* [Exercise details]: Please repeat each line of the data exactly, with nothing left out.
------ Source data ------
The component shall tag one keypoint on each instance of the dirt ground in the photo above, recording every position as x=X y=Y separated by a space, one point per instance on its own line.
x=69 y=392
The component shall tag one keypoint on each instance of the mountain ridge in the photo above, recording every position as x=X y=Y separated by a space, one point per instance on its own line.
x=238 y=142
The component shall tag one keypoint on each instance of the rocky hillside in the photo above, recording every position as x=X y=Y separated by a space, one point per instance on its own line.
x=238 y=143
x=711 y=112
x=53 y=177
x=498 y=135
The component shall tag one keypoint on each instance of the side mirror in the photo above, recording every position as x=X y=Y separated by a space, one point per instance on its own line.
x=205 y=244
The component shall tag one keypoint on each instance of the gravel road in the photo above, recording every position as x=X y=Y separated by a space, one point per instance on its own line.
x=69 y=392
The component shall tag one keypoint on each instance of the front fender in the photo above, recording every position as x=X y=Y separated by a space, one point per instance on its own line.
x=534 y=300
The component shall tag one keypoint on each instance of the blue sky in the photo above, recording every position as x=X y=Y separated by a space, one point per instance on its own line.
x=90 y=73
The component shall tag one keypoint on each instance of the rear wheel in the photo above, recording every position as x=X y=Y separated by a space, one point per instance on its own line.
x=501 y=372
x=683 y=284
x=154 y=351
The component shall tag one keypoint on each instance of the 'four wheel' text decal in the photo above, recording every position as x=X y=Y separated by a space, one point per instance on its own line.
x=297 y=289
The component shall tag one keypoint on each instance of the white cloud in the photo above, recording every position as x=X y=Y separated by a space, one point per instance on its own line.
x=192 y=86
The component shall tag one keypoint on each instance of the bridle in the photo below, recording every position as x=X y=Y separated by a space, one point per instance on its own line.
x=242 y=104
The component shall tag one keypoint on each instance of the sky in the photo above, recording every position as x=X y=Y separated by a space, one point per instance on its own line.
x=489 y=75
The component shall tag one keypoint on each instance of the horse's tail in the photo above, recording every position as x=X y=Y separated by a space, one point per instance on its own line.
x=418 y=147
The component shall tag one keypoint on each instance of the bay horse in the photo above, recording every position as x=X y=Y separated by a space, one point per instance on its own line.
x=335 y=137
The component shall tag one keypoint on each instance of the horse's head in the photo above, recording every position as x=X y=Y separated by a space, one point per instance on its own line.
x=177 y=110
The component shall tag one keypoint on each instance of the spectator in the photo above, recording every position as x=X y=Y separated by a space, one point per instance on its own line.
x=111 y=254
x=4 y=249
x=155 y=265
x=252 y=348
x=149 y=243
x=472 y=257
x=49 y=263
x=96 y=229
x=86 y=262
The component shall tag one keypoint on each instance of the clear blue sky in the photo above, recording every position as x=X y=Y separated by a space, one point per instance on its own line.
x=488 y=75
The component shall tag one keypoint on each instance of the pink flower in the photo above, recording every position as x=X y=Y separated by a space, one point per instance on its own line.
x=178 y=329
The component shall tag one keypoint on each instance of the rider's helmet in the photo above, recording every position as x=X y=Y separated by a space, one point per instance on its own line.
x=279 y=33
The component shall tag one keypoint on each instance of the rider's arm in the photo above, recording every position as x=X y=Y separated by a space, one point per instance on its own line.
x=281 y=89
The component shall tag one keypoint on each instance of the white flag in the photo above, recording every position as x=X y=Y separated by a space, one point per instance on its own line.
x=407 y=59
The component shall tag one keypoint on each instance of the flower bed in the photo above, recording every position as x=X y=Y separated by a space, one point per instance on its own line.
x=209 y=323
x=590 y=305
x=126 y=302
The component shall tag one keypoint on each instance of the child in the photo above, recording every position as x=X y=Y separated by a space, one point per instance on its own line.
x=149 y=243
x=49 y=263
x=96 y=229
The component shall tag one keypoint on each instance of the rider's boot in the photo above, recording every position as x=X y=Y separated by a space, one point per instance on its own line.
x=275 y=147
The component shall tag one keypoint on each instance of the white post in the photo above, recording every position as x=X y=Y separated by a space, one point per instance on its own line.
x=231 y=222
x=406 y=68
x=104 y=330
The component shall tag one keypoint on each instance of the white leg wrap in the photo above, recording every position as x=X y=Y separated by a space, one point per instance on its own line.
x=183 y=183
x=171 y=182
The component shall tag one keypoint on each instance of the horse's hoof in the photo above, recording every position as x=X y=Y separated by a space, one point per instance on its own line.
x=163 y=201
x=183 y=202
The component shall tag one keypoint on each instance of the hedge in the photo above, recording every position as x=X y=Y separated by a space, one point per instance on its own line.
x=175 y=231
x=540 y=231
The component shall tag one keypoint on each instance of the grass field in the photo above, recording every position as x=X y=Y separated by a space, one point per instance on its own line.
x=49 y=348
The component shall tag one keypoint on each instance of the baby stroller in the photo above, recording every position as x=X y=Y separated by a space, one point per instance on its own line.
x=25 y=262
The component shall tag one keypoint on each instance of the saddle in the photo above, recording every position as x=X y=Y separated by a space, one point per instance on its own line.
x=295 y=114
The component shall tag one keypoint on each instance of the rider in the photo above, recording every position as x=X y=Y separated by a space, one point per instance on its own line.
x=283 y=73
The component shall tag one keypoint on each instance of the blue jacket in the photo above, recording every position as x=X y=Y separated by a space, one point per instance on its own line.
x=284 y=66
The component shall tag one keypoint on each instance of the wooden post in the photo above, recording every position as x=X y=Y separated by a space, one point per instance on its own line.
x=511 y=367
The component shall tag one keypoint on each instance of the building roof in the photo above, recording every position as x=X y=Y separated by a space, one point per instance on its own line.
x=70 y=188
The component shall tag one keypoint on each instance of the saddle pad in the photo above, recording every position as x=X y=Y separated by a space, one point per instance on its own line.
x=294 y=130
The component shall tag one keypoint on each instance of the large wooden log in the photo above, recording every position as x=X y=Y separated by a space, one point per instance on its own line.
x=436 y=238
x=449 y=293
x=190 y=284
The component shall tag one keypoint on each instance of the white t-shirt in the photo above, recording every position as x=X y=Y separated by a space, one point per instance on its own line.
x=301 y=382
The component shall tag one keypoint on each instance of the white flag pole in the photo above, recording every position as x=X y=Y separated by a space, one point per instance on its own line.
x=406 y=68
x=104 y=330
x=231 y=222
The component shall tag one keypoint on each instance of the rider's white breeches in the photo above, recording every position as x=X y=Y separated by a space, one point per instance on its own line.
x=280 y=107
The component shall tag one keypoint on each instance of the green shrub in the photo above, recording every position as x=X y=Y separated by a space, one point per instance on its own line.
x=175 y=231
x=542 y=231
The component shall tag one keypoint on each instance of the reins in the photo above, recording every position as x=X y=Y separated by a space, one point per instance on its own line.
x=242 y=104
------
* [Worked solution]:
The component shall tag one keypoint on each instance of the dirt ground in the photo above, recording every position as x=X y=Y separated by a space, one point per instance on its own line.
x=69 y=392
The component shall tag one keypoint on each instance of the mountain ridge in the photo above, recording every position as x=X y=Y separated by a space, one point per instance on its own line.
x=238 y=142
The component shall tag one keypoint on each instance of the rocky hillside in the photo above, recording every position as x=X y=Y separated by a space, one point per instance on its own line.
x=238 y=143
x=711 y=112
x=53 y=177
x=498 y=135
The component shall tag one keypoint on each instance of the side mirror in the photo above, recording every position as x=X y=Y separated by a space, one point per instance on its own line.
x=205 y=244
The component shall tag one keypoint on each instance of the gravel road in the photo above, recording every position as x=X y=Y separated by a space, one point per instance on its own line.
x=69 y=392
The component shall tag one keypoint on each instance of the front fender in the photo above, recording every position as x=X y=Y separated by a space, one point per instance on its own line.
x=534 y=300
The component shall tag one keypoint on each instance of the blue sky in the photo above, recording every position as x=X y=Y separated by a space, one point per instance on its own line.
x=90 y=73
The component shall tag one keypoint on each instance of the rear wheel in the photo above, recording every position as x=X y=Y separated by a space, one point per instance on its own line.
x=501 y=372
x=683 y=284
x=154 y=351
The component shall tag one keypoint on each instance of the 'four wheel' text decal in the photo above, recording every position as x=X y=Y separated by a space, one point per instance on its own line.
x=297 y=289
The component shall tag one keypoint on each instance of the white cloud in the photo above, recording every position as x=X y=Y separated by a space, one point per instance on its own line.
x=192 y=86
The component shall tag one keypoint on each instance of the bridle in the photo below, recording every position as x=X y=Y separated by a space, one point per instance on its own line.
x=242 y=104
The component shall tag one keypoint on each instance of the sky in the photo above, recording every position as x=X y=Y separated by a space, one point per instance on its own line.
x=489 y=75
The component shall tag one keypoint on each instance of the horse's tail in the photo above, recording every position as x=X y=Y separated by a space, one point per instance on its own line.
x=418 y=147
The component shall tag one keypoint on each instance of the bay horse in the photo above, recording every position as x=X y=Y separated by a space, one point per instance on its own line.
x=335 y=137
The component shall tag one keypoint on each instance of the horse's head in the photo above, recording every position as x=X y=Y separated by a space, one point per instance on its own line.
x=177 y=110
The component shall tag one keypoint on each instance of the spectator in the photo above, recording every position as x=X y=Y separated by a space, one point per instance on its own line.
x=111 y=254
x=4 y=249
x=155 y=265
x=252 y=348
x=149 y=243
x=472 y=257
x=49 y=263
x=96 y=229
x=86 y=262
The component shall tag one keypoint on each instance of the clear blue sky in the photo above, recording every position as x=X y=Y separated by a space, one point per instance on its own line.
x=488 y=75
The component shall tag one keypoint on each instance of the pink flower in the photo above, recording every position as x=X y=Y separated by a space, one point per instance on its own line.
x=178 y=329
The component shall tag one keypoint on each instance of the rider's helmet in the photo above, recording every position as x=X y=Y separated by a space, one point per instance on its own line.
x=279 y=33
The component shall tag one keypoint on each instance of the rider's arm in the photo above, recording every position as x=X y=Y separated by a space, one point per instance on its own line.
x=281 y=89
The component shall tag one keypoint on each instance of the white flag in the photo above, recording every position as x=X y=Y separated by a space, one point per instance on its own line.
x=407 y=59
The component shall tag one keypoint on each instance of the flower bed in the photo above, recording every position as x=X y=Y separated by a space, one point per instance on its own line.
x=209 y=323
x=590 y=305
x=126 y=302
The component shall tag one keypoint on each instance of the child in the photo above, recording every position as x=X y=Y separated by a space, one point per instance on its own line.
x=149 y=243
x=49 y=263
x=96 y=229
The component shall tag one keypoint on each instance of the rider's boot in the photo above, recording every position as x=X y=Y separated by a space, one point per instance on its own line.
x=275 y=147
The component shall tag one keypoint on each instance of the white post in the photo above, recording every position as x=X y=Y separated by a space, one point per instance on its own line.
x=231 y=222
x=406 y=68
x=104 y=330
The component shall tag one keypoint on each instance of the white leg wrap in the photo above, recording every position as x=X y=Y separated by a space, one point per instance on its own line.
x=183 y=183
x=171 y=182
The component shall tag one keypoint on each instance of the horse's hoof in the photo above, recording every position as x=X y=Y separated by a space, one point per instance on its own line.
x=163 y=201
x=183 y=202
The component shall tag one keypoint on each instance of the hedge in the photo above, recording every position as x=X y=Y separated by a space, one point per instance on its own line.
x=175 y=231
x=540 y=231
The component shall tag one keypoint on each instance of the grass field in the photo above, recording every position as x=X y=Y separated by a space, one point per instance on its own line.
x=49 y=348
The component shall tag one keypoint on each instance of the baby stroller in the photo above, recording every position as x=X y=Y separated by a space, one point per instance on its own line.
x=25 y=262
The component shall tag one keypoint on each instance of the saddle in the photo above, recording every position as x=X y=Y separated by a space, one point per instance on its own line.
x=295 y=114
The component shall tag one keypoint on each instance of the rider in the photo above, recording every position as x=X y=Y separated by a space, one point per instance on its own line.
x=283 y=73
The component shall tag one keypoint on each instance of the blue jacket in the photo above, recording every position as x=X y=Y separated by a space, one point per instance on its own line.
x=284 y=66
The component shall tag one keypoint on each instance of the wooden post in the photo above, recording every position as x=X y=Y separated by a space, one point per instance on its own line.
x=511 y=367
The component shall tag one keypoint on each instance of the building roof in the photo above, recording every position as x=X y=Y separated by a space, one point per instance on its own line.
x=70 y=188
The component shall tag one keypoint on each instance of the saddle pad in the photo above, recording every position as x=X y=Y separated by a space, one point per instance on its own line.
x=294 y=130
The component shall tag one keypoint on each instance of the large wooden log in the photo above, recording every position as x=X y=Y separated by a space, one point per instance on its own line.
x=436 y=238
x=449 y=293
x=190 y=284
The component shall tag one keypoint on each instance of the white t-shirt in the photo above, recording every position as x=X y=Y separated by a space, one point per instance on its own line.
x=301 y=382
The component shall tag one keypoint on each instance of the white flag pole in the photo above, recording every position as x=X y=Y separated by a space, one point per instance on its own line.
x=406 y=68
x=104 y=330
x=231 y=222
The component shall tag one keypoint on each instance of the rider's white breeches in the photo above, recording every position as x=X y=Y separated by a space, one point per instance on its own line.
x=280 y=107
The component shall tag one keypoint on each instance of the green shrub in the photo above, recording every position as x=X y=Y separated by a space, one point per instance on its own line.
x=175 y=231
x=542 y=231
The component shall tag one keypoint on each instance of the reins in the photo above, recording every position as x=X y=Y separated by a space, one point per instance on its own line.
x=242 y=104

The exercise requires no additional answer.